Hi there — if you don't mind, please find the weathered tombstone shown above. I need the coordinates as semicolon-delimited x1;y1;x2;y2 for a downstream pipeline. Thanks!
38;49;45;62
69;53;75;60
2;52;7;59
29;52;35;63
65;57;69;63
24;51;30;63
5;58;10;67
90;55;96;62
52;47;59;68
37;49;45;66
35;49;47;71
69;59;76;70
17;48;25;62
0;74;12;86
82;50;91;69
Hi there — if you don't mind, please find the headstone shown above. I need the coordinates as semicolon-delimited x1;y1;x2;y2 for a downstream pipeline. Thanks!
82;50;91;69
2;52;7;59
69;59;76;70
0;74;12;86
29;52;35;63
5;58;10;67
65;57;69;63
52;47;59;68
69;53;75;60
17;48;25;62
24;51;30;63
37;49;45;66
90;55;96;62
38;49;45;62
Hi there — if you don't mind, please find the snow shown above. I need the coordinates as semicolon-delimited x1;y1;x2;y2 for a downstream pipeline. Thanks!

◆ ◆ ◆ ◆

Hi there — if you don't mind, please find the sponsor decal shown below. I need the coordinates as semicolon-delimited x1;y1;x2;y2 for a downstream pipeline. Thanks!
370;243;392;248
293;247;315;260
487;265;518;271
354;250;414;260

◆ ◆ ◆ ◆

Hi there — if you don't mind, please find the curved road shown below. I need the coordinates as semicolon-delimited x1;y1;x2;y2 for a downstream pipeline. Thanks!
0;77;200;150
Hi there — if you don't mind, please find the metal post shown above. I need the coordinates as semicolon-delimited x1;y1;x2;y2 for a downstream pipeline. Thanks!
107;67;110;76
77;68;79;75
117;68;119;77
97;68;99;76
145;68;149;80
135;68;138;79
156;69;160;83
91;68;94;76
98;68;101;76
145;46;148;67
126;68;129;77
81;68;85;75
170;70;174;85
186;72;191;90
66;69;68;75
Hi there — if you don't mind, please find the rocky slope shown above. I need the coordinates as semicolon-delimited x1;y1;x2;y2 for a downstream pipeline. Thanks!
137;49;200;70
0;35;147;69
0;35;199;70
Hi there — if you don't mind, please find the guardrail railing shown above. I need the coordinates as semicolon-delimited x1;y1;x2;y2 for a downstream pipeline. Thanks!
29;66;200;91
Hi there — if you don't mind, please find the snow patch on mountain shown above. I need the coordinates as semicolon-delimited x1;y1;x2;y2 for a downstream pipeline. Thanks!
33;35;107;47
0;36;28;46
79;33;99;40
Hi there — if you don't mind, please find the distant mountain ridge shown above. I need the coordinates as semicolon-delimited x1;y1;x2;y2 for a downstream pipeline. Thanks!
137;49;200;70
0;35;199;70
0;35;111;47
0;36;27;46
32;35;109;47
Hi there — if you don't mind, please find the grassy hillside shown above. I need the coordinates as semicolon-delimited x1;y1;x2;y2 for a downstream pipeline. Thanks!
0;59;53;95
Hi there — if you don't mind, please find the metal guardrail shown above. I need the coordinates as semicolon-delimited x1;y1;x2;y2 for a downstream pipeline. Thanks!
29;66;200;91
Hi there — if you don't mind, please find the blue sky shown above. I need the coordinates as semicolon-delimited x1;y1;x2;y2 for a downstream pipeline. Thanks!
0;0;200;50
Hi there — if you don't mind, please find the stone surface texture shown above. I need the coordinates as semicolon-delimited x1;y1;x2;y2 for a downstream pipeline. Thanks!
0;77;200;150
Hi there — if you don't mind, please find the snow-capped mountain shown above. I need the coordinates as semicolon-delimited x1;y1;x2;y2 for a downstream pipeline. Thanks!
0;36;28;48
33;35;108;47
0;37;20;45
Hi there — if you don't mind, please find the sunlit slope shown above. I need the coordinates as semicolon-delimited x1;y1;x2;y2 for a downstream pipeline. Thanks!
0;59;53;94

◆ ◆ ◆ ◆

Instructions to follow: Would you quote everything above from the line containing "Hi there — if you don't mind, please find the headstone" down to the line containing "the snow shown"? Include both of those lines and nothing else.

Task result:
Hi there — if you don't mind, please find the headstone shown above. I need the coordinates as semicolon-delimited x1;y1;x2;y2 for a downstream pipeline. Thanks!
82;50;91;69
2;52;7;59
69;59;76;70
0;74;12;86
29;52;35;63
5;58;10;67
65;57;69;63
52;47;59;68
69;53;75;60
17;48;25;62
24;51;30;63
37;49;45;66
90;55;96;62
38;49;45;62
Hi there — if you don't mind, please find the snow shown above. I need the coordinates as semicolon-delimited x1;y1;x2;y2 for a downstream pipeline. Thanks!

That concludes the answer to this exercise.